>> BEGIN DATASET
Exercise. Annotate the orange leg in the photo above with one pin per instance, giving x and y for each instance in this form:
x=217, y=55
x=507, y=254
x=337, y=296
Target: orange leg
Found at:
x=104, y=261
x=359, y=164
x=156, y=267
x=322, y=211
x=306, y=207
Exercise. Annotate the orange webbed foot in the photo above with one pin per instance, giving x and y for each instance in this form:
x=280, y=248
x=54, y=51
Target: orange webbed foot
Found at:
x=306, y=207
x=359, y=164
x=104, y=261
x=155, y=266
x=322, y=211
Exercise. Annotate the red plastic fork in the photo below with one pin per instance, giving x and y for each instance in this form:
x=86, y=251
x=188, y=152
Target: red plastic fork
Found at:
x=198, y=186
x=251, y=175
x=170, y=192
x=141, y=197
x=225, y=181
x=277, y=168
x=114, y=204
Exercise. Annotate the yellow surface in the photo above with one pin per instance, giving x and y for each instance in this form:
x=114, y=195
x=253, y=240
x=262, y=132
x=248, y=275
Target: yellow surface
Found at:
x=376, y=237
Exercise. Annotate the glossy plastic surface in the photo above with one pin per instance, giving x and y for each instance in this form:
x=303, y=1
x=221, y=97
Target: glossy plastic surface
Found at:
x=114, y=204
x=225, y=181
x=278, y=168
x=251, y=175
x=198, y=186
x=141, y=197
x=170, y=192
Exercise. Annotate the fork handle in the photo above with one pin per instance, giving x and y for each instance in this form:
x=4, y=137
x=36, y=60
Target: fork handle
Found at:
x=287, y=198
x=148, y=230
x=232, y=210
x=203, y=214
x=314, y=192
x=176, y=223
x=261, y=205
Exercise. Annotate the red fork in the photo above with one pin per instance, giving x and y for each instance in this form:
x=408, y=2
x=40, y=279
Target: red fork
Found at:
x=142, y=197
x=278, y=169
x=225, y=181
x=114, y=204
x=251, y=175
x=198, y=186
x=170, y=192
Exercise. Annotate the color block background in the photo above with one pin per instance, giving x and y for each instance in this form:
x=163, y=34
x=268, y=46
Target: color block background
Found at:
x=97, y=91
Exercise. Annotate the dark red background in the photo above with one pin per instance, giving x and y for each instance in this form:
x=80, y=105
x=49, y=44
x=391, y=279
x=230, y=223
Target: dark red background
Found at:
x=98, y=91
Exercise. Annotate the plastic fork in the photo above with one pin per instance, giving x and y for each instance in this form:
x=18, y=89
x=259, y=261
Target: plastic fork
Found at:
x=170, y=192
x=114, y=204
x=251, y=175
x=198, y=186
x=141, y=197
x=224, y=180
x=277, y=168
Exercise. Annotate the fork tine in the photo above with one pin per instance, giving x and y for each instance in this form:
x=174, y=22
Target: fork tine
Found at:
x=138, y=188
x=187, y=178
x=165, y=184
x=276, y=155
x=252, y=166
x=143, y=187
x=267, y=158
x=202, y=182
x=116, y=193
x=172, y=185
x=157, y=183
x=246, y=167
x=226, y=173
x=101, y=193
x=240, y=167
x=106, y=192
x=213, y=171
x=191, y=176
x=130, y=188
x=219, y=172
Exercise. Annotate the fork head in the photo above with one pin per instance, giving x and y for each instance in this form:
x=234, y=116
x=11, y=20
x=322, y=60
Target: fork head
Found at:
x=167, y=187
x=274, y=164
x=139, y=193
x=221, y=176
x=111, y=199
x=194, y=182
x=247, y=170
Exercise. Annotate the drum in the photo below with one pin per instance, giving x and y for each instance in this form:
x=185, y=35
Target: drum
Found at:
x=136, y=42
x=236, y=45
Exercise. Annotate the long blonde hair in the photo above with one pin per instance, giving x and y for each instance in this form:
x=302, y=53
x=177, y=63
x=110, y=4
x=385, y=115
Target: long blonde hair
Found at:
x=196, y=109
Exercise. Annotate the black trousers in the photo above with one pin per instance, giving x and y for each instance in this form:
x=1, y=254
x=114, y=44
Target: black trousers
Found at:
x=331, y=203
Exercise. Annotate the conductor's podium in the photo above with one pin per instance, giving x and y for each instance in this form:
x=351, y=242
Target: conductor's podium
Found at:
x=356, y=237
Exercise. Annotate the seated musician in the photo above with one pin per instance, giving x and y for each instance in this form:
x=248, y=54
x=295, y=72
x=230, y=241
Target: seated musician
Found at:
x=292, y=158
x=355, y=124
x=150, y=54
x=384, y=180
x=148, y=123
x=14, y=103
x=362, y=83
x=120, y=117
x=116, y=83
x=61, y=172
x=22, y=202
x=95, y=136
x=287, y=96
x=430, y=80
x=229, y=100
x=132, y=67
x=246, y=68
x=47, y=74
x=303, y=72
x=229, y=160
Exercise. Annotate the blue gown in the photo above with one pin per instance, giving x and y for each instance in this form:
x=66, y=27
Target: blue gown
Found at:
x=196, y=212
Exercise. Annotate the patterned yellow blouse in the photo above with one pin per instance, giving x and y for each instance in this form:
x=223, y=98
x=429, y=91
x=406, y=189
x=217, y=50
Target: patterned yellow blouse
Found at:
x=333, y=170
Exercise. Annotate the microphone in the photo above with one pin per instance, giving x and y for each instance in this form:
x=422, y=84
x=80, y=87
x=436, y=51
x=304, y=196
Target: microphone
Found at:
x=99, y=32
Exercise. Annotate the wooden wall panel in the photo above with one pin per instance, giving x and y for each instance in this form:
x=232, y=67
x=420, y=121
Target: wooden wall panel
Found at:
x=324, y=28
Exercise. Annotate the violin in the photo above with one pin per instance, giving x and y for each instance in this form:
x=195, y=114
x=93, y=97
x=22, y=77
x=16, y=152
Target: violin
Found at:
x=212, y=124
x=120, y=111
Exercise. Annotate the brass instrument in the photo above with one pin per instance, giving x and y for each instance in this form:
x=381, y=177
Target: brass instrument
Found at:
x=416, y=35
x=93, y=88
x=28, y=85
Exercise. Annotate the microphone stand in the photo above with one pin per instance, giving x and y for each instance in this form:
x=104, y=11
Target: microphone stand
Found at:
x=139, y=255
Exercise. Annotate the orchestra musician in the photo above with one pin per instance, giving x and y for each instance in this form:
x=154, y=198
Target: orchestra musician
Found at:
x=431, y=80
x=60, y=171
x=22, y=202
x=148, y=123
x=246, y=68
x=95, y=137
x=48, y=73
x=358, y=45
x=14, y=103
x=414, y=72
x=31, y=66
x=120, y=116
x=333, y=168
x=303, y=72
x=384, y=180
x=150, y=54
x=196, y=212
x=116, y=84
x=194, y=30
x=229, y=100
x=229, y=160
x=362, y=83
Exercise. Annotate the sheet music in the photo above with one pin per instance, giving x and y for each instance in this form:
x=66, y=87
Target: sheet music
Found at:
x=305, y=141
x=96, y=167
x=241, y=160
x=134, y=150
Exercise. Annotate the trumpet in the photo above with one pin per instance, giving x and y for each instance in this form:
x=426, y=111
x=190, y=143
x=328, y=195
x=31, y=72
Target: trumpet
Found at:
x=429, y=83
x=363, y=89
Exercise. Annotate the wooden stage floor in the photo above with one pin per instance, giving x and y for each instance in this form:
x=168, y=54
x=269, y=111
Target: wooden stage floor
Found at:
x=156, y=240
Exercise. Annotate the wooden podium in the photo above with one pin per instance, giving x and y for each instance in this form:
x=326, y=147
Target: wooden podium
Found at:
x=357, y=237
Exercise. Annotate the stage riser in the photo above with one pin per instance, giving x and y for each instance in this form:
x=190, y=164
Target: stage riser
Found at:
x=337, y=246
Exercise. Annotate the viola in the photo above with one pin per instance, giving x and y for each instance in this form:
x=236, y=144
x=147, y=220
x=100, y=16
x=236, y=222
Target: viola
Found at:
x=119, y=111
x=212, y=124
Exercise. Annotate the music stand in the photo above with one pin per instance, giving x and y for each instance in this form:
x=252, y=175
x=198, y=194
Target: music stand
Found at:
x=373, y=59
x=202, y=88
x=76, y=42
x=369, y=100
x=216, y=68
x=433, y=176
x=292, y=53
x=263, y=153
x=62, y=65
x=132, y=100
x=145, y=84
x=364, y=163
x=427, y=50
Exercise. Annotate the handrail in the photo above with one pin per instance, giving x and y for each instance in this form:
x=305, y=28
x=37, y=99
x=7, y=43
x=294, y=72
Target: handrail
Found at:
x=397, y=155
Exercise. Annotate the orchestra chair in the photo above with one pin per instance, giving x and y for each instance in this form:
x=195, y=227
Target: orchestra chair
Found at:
>> END DATASET
Output exactly the lines between the one containing "Exercise. Annotate the music" and the final line above, both inclusive.

CORRECT OUTPUT:
Exercise. Annotate the music stand in the photo above with one pin per instance, giving x and y for each instance in this form:
x=252, y=175
x=198, y=194
Target: music stand
Found at:
x=373, y=59
x=202, y=88
x=76, y=42
x=369, y=100
x=216, y=68
x=433, y=176
x=292, y=53
x=263, y=153
x=62, y=65
x=132, y=100
x=145, y=84
x=364, y=163
x=427, y=50
Exercise. Annotate the handrail in the photo above with one pin per instance, giving x and y for each instance in this form:
x=305, y=28
x=37, y=99
x=7, y=43
x=294, y=72
Target: handrail
Found at:
x=397, y=155
Exercise. Annotate the orchestra chair in the photo above with one pin per instance, giving x and y for each instance in this form:
x=195, y=227
Target: orchestra chair
Found at:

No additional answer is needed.